THE PROBLEM => Rewrite all of the records below, changing each "concrete" to "cement" and leaving everything else unchanged.
>> start
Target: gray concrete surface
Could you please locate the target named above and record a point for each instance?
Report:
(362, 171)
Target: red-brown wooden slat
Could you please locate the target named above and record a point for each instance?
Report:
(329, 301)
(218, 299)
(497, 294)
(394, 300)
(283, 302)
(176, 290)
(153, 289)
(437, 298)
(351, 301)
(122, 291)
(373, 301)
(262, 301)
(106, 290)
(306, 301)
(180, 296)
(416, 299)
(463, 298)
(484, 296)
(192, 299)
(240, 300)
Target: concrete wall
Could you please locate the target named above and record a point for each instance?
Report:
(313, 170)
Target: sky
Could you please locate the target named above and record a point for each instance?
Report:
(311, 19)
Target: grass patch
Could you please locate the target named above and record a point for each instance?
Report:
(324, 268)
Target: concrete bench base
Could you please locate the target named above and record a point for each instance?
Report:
>> end
TASK OUTPUT =>
Target: gray cement surface
Could you please locate the target named above and record a point for each instance?
Report:
(362, 171)
Target: red-brown wooden slat
Could you please locate the target named above and record a point for each instance?
Report:
(329, 301)
(218, 299)
(497, 294)
(394, 300)
(283, 302)
(176, 290)
(153, 289)
(437, 298)
(351, 301)
(122, 291)
(373, 301)
(262, 301)
(106, 290)
(306, 301)
(180, 296)
(416, 299)
(463, 298)
(484, 296)
(192, 299)
(240, 300)
Target: cement wall
Could you please locate the target named above and record a point for each instance?
Report:
(313, 170)
Target: sky
Could you please locate the target named above and record a point for each instance?
Report:
(311, 19)
Target: grass patch
Could you please locate the target named above and record a point for each instance?
Report:
(324, 268)
Target: cement bench base
Could you please locate the target named above and record a point for each instance?
Report:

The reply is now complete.